[START SOURCE TEXT]
Monday, January 29, 2018

Learning to Live Loved


What does it mean to live loved?

I have been working on this for the past two years. Papa has put me in a holding pattern and told me to “wait on Him.” Never having mastered the art of patience, this has been a difficult, but oh so subtle, lesson for me.

When I asked what I am to do in the waiting, I heard, “learn to live loved.”

I thought I knew what that meant, but the reality is, I didn’t. I still don’t.

I have been healed of so many childhood wounds, but every now and then, that orphan spirit pops its insidious head again into my thoughts. The old, ugly, wrong beliefs become fresh in my thoughts when I believed them to have been long buried. You know the ones:

            “You aren’t good enough”
            “Others can do this better than you.”
            “You will never be enough.”
            “God doesn’t really love you as much as he loves ______”(fill in the blank with
 twenty other names)
            “Your life doesn’t really matter”
            “You don’t deserve His gifts and favor”

You get the gist – blah, blah, blah….

So, I am finally letting go (after two years of knowing these next steps of learning to live loved).

I have been results driven all of my life. I was carefully taught from childhood that nothing is more important than achievements and reached goals—accomplishments that bring the accolades from others. This was the legacy handed down from my parents to my siblings and me. Only, I never could measure up. I watched my two brothers achieve and receive the praise I so desired. The deeply ingrained lesson was two-fold: praise was most important, and this was a prize for others, but always out of reach for me.
[END SOURCE TEXT]
[START PROVIDED MATERIAL]
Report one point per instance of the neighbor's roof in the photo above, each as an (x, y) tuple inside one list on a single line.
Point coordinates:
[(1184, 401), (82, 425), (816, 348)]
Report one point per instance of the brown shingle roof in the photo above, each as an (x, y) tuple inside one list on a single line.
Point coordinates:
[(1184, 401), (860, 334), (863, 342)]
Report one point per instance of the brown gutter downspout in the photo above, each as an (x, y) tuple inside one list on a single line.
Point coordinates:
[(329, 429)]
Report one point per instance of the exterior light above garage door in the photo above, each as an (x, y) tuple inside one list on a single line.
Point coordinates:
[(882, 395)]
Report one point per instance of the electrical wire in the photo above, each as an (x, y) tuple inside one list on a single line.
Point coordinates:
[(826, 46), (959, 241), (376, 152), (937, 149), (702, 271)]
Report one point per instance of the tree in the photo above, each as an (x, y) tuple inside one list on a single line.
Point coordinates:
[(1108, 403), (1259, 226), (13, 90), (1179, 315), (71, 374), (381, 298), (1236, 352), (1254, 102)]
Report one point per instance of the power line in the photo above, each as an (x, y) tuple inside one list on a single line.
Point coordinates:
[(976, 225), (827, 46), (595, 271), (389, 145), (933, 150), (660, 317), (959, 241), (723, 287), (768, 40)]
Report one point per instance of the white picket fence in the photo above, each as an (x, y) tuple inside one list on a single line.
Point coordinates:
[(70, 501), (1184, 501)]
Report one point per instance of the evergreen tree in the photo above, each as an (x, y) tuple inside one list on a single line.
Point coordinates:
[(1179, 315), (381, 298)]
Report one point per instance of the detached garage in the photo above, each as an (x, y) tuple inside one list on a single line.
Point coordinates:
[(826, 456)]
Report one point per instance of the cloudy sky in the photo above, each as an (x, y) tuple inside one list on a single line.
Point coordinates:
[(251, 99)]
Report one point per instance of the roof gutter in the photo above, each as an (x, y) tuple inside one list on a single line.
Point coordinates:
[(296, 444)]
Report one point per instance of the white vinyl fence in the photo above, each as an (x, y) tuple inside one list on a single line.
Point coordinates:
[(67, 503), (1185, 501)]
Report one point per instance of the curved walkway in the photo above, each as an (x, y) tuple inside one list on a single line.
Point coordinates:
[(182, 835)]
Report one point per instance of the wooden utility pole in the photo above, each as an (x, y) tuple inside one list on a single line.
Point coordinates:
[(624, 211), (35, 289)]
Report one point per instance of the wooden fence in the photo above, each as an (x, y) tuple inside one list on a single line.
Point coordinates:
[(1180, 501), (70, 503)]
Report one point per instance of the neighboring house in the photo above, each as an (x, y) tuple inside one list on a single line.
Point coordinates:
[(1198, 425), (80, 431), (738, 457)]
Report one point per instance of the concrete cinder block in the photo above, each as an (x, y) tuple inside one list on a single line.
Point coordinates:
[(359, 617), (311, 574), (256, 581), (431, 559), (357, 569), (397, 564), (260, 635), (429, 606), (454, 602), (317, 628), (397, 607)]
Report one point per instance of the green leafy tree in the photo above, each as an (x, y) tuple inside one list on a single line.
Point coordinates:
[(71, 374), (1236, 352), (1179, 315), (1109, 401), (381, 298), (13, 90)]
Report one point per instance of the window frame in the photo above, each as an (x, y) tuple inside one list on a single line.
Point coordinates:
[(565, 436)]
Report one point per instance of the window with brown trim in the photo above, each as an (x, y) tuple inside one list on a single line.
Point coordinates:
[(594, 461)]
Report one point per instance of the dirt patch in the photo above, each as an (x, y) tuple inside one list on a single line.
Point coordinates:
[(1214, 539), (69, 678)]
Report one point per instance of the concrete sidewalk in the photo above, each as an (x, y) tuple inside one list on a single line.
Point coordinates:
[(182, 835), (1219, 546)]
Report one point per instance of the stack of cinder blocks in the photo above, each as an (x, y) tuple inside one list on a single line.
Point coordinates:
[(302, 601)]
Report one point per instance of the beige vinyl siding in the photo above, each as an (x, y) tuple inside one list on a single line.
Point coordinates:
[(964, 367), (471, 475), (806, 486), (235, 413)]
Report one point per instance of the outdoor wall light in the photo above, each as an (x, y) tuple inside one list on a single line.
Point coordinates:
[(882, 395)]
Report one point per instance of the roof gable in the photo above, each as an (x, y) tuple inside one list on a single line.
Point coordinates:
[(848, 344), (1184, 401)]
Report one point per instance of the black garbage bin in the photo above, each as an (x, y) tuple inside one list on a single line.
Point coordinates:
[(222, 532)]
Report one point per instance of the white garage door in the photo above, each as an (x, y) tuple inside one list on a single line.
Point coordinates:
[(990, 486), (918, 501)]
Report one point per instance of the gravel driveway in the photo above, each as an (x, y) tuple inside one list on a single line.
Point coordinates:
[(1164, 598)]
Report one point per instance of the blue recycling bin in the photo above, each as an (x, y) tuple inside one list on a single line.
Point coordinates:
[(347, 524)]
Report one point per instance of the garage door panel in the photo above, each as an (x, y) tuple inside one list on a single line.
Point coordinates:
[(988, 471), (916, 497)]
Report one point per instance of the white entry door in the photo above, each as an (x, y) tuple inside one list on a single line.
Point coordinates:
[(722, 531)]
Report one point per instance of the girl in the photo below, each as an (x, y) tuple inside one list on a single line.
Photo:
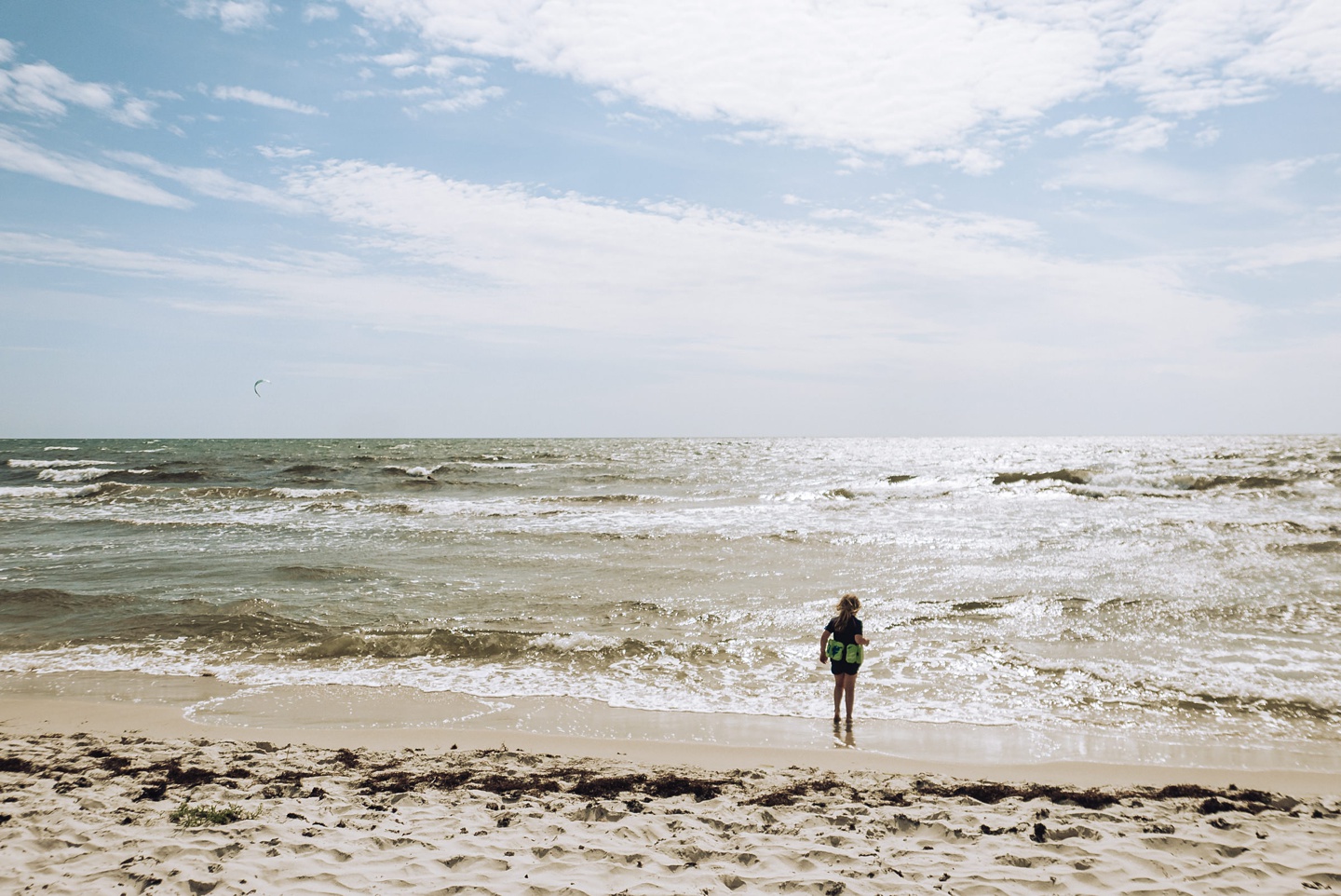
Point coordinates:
[(844, 655)]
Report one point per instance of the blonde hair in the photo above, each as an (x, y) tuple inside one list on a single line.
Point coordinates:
[(847, 606)]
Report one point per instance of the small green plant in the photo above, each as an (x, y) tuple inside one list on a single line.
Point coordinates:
[(188, 816)]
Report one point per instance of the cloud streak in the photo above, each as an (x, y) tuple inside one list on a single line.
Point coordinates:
[(926, 81), (263, 100), (21, 156), (213, 183), (40, 88)]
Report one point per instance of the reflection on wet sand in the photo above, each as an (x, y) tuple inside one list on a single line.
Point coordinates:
[(844, 735)]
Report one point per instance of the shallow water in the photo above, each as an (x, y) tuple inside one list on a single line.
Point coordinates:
[(1155, 588)]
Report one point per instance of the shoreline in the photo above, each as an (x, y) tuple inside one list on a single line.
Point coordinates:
[(115, 704), (136, 814)]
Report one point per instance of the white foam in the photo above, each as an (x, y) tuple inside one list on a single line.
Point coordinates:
[(311, 493), (45, 465), (78, 475), (419, 472), (48, 491)]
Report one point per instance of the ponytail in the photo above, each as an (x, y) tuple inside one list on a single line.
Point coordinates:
[(847, 606)]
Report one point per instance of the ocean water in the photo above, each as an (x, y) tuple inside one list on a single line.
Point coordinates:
[(1158, 588)]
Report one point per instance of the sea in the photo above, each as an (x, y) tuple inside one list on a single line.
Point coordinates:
[(1167, 589)]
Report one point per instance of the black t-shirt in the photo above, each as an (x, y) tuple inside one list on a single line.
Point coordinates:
[(847, 632)]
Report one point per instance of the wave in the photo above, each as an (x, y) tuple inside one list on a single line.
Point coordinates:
[(1206, 483), (227, 491), (601, 499), (1063, 475), (311, 493), (40, 616), (311, 469), (47, 491), (506, 646), (423, 474), (1309, 548), (47, 465), (174, 475), (301, 573), (76, 475)]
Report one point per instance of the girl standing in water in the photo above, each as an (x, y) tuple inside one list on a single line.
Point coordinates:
[(840, 645)]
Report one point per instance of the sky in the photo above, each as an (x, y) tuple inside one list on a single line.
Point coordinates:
[(687, 218)]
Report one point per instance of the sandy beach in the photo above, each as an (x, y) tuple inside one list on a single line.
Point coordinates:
[(130, 798)]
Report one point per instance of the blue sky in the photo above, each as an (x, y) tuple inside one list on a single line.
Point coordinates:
[(467, 218)]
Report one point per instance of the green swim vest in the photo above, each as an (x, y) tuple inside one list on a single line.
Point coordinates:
[(844, 652)]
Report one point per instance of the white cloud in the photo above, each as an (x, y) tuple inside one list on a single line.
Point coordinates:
[(210, 182), (1081, 125), (24, 157), (283, 152), (844, 290), (1139, 134), (319, 12), (466, 100), (926, 81), (881, 78), (234, 15), (1243, 186), (262, 98), (1324, 249), (1206, 137), (40, 88)]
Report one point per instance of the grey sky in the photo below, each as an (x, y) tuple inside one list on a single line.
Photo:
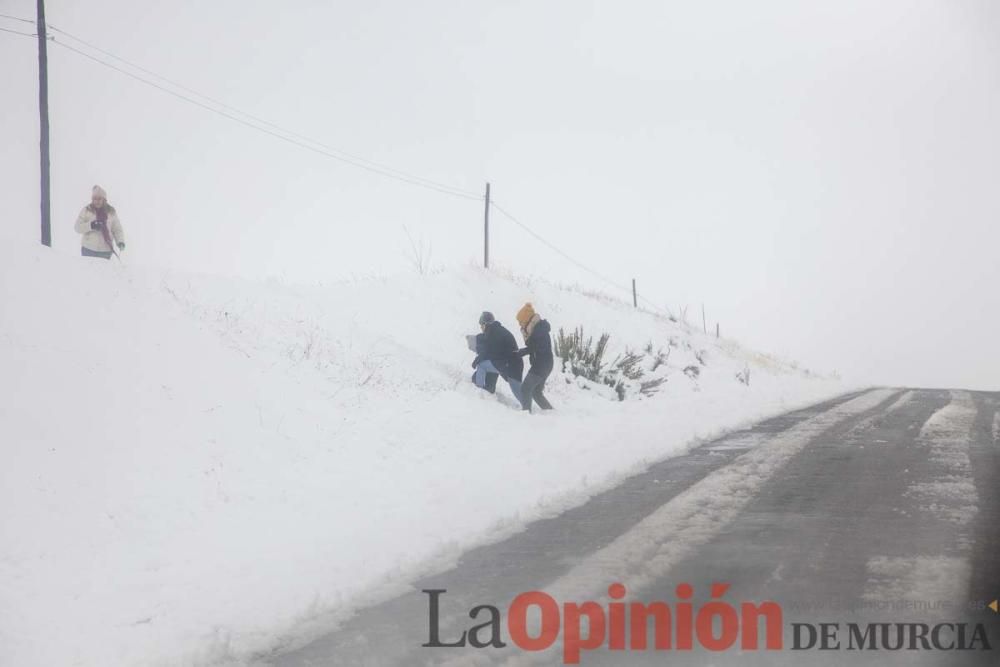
[END PROVIDED MATERIAL]
» **PROMPT 1**
From the post on learning to live loved, transcribe the passage starting with "I have been results" and going on through "reach for me.".
» **PROMPT 2**
In the post on learning to live loved, which old, wrong beliefs are quoted in the indented list?

» **EXERCISE RESULT 1**
I have been results driven all of my life. I was carefully taught from childhood that nothing is more important than achievements and reached goals—accomplishments that bring the accolades from others. This was the legacy handed down from my parents to my siblings and me. Only, I never could measure up. I watched my two brothers achieve and receive the praise I so desired. The deeply ingrained lesson was two-fold: praise was most important, and this was a prize for others, but always out of reach for me.

» **EXERCISE RESULT 2**
- "You aren't good enough"
- "Others can do this better than you."
- "You will never be enough."
- "God doesn't really love you as much as he loves ______" (fill in the blank with twenty other names)
- "Your life doesn't really matter"
- "You don't deserve His gifts and favor"